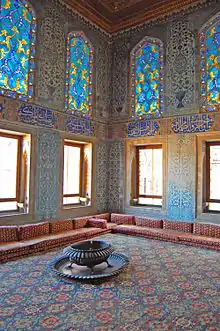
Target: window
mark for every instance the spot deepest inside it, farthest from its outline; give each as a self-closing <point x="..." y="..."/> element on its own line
<point x="212" y="176"/>
<point x="149" y="181"/>
<point x="14" y="172"/>
<point x="79" y="75"/>
<point x="209" y="65"/>
<point x="147" y="86"/>
<point x="17" y="35"/>
<point x="76" y="173"/>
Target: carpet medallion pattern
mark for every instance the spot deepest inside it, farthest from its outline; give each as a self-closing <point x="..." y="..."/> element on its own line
<point x="166" y="286"/>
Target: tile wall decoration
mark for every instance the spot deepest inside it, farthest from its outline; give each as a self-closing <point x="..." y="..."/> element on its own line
<point x="47" y="196"/>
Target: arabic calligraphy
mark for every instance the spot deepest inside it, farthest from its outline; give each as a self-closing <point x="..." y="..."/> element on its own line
<point x="33" y="115"/>
<point x="142" y="128"/>
<point x="192" y="124"/>
<point x="80" y="126"/>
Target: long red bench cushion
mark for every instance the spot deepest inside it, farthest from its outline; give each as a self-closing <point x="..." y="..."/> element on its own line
<point x="61" y="226"/>
<point x="33" y="230"/>
<point x="146" y="232"/>
<point x="97" y="223"/>
<point x="111" y="225"/>
<point x="8" y="233"/>
<point x="143" y="221"/>
<point x="202" y="240"/>
<point x="90" y="232"/>
<point x="209" y="230"/>
<point x="80" y="222"/>
<point x="104" y="216"/>
<point x="122" y="219"/>
<point x="178" y="226"/>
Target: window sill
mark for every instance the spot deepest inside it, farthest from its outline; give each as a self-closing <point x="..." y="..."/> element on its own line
<point x="209" y="217"/>
<point x="146" y="206"/>
<point x="68" y="207"/>
<point x="12" y="213"/>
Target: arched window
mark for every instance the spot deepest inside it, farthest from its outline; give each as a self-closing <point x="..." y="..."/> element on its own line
<point x="147" y="85"/>
<point x="79" y="72"/>
<point x="17" y="39"/>
<point x="210" y="64"/>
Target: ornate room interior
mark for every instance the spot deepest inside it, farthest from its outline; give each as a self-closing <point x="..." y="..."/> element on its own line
<point x="110" y="106"/>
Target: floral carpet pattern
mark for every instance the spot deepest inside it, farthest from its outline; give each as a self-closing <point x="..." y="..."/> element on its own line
<point x="166" y="286"/>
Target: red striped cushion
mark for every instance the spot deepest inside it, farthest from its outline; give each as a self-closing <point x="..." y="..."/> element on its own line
<point x="209" y="230"/>
<point x="80" y="222"/>
<point x="105" y="216"/>
<point x="30" y="231"/>
<point x="142" y="221"/>
<point x="61" y="226"/>
<point x="122" y="219"/>
<point x="178" y="226"/>
<point x="97" y="223"/>
<point x="8" y="233"/>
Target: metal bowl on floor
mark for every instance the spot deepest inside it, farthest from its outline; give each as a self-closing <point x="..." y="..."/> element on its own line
<point x="89" y="253"/>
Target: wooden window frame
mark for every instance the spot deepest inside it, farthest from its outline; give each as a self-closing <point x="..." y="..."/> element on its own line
<point x="81" y="146"/>
<point x="138" y="148"/>
<point x="18" y="170"/>
<point x="208" y="145"/>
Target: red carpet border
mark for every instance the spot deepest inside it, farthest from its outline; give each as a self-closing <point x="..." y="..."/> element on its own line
<point x="166" y="286"/>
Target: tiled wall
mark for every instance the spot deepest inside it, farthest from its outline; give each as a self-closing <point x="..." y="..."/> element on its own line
<point x="111" y="125"/>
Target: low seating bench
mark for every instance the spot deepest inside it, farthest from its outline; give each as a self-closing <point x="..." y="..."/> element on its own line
<point x="20" y="241"/>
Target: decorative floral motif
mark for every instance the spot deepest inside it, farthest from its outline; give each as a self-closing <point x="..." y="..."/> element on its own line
<point x="192" y="124"/>
<point x="80" y="126"/>
<point x="35" y="115"/>
<point x="142" y="128"/>
<point x="209" y="64"/>
<point x="147" y="86"/>
<point x="79" y="70"/>
<point x="18" y="33"/>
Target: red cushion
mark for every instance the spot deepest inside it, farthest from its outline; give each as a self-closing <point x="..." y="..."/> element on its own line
<point x="8" y="233"/>
<point x="178" y="226"/>
<point x="209" y="230"/>
<point x="97" y="223"/>
<point x="105" y="216"/>
<point x="142" y="221"/>
<point x="61" y="226"/>
<point x="80" y="222"/>
<point x="33" y="230"/>
<point x="122" y="219"/>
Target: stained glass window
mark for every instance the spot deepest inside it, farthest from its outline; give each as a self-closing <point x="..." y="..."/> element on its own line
<point x="210" y="65"/>
<point x="147" y="79"/>
<point x="17" y="39"/>
<point x="79" y="69"/>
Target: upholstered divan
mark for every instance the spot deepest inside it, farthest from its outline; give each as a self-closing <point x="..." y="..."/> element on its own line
<point x="19" y="241"/>
<point x="194" y="234"/>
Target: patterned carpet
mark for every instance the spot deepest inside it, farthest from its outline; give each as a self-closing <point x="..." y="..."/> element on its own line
<point x="166" y="287"/>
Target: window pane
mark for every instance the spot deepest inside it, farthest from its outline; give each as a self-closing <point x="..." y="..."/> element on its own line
<point x="150" y="171"/>
<point x="213" y="206"/>
<point x="71" y="170"/>
<point x="8" y="167"/>
<point x="6" y="206"/>
<point x="149" y="201"/>
<point x="214" y="172"/>
<point x="71" y="200"/>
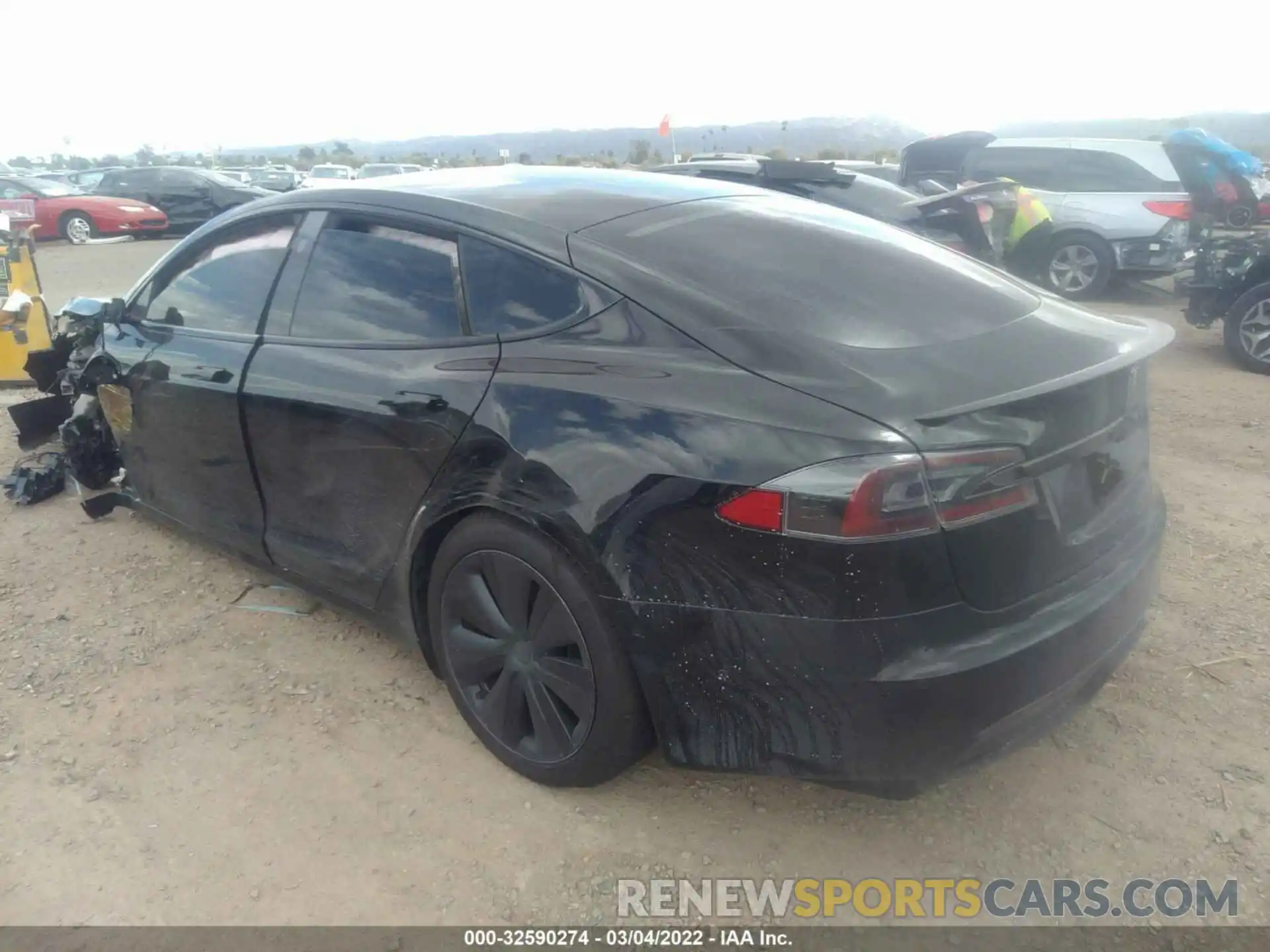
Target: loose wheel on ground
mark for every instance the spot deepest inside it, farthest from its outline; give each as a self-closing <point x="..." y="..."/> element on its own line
<point x="1246" y="329"/>
<point x="77" y="227"/>
<point x="1238" y="216"/>
<point x="530" y="656"/>
<point x="1080" y="266"/>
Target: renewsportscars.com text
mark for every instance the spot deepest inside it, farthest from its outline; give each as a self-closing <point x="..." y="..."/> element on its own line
<point x="929" y="898"/>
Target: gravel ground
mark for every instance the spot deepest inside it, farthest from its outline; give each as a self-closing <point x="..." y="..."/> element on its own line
<point x="175" y="761"/>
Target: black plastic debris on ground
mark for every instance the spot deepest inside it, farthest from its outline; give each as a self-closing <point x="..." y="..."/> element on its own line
<point x="106" y="503"/>
<point x="36" y="477"/>
<point x="37" y="420"/>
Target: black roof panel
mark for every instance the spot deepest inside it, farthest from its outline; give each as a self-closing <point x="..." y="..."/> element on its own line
<point x="558" y="197"/>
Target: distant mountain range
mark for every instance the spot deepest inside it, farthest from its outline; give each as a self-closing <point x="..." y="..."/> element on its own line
<point x="1245" y="130"/>
<point x="799" y="138"/>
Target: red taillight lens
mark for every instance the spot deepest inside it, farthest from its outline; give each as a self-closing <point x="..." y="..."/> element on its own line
<point x="756" y="509"/>
<point x="968" y="488"/>
<point x="886" y="496"/>
<point x="1170" y="210"/>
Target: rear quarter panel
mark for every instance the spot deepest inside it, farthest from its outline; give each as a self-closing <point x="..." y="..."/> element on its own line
<point x="620" y="436"/>
<point x="1111" y="215"/>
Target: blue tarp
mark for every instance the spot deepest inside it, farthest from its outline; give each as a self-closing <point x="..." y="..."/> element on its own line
<point x="1228" y="157"/>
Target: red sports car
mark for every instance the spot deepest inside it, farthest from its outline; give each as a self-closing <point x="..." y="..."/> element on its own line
<point x="64" y="211"/>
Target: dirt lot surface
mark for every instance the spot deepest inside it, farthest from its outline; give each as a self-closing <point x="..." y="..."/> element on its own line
<point x="172" y="760"/>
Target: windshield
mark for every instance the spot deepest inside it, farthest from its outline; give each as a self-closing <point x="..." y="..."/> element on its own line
<point x="230" y="179"/>
<point x="45" y="188"/>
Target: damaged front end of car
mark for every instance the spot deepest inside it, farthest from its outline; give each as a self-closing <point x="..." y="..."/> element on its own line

(Requirement):
Quote the line that contains "Target: rear quarter panel" and each line after it through the end of the data, exactly, leaving out everything else.

(Task solution):
Target: rear quarter panel
mark for every instance the spot deepest inside it, farthest from its outline; give each as a self-closing <point x="..." y="..."/> element on its own line
<point x="620" y="436"/>
<point x="1111" y="215"/>
Target: blue tarp
mark for every instance the spot deepest inside it, farthest from its outline; give each as a self-closing <point x="..." y="..."/> element on its own line
<point x="1228" y="157"/>
Target: red sports car
mark for every instance the spot deepest inside it, farthest from its outline; give each as a self-closing <point x="..." y="..."/> element on its own line
<point x="64" y="211"/>
Target: dirt lot surface
mark for every instance the spot deepest inside it, farthest from its outline; give each as a self-closing <point x="..." y="..."/> element on its own line
<point x="172" y="760"/>
Target: windshield
mark for every instance the spot deepest inside it, farthest from its outline; give each as a self-closing <point x="..." y="..."/> element on its own line
<point x="230" y="179"/>
<point x="45" y="188"/>
Target: damaged front end of car
mark for every instance the spot deepest inside it, farthest from its outline; give each as a self-closing <point x="..." y="..."/> element on its own line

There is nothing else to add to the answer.